• _Directions_: Look for "Target: eroded rock face" in the listing below, then copy exactly the line it appears in and all lines after it to the end, and nothing more.

┄┄┄┄┄┄┄┄┄┄

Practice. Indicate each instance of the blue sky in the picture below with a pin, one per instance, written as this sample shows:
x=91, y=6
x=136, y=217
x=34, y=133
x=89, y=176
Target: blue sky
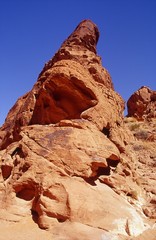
x=33, y=30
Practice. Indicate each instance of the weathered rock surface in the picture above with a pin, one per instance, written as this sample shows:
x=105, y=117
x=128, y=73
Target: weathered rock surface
x=65, y=152
x=142, y=104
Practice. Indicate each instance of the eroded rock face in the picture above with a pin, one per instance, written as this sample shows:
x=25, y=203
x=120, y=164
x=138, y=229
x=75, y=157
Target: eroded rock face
x=63, y=147
x=142, y=104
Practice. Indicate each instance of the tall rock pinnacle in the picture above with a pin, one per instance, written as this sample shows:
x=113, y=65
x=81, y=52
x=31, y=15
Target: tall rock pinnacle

┄┄┄┄┄┄┄┄┄┄

• _Written reply_:
Target: eroded rock face
x=63, y=147
x=142, y=104
Practice. Indicate each instance of the tall rock pinnacle in the picture above with a pin, one per instance, written as this sample shows:
x=113, y=65
x=81, y=52
x=31, y=15
Target: tall rock pinnacle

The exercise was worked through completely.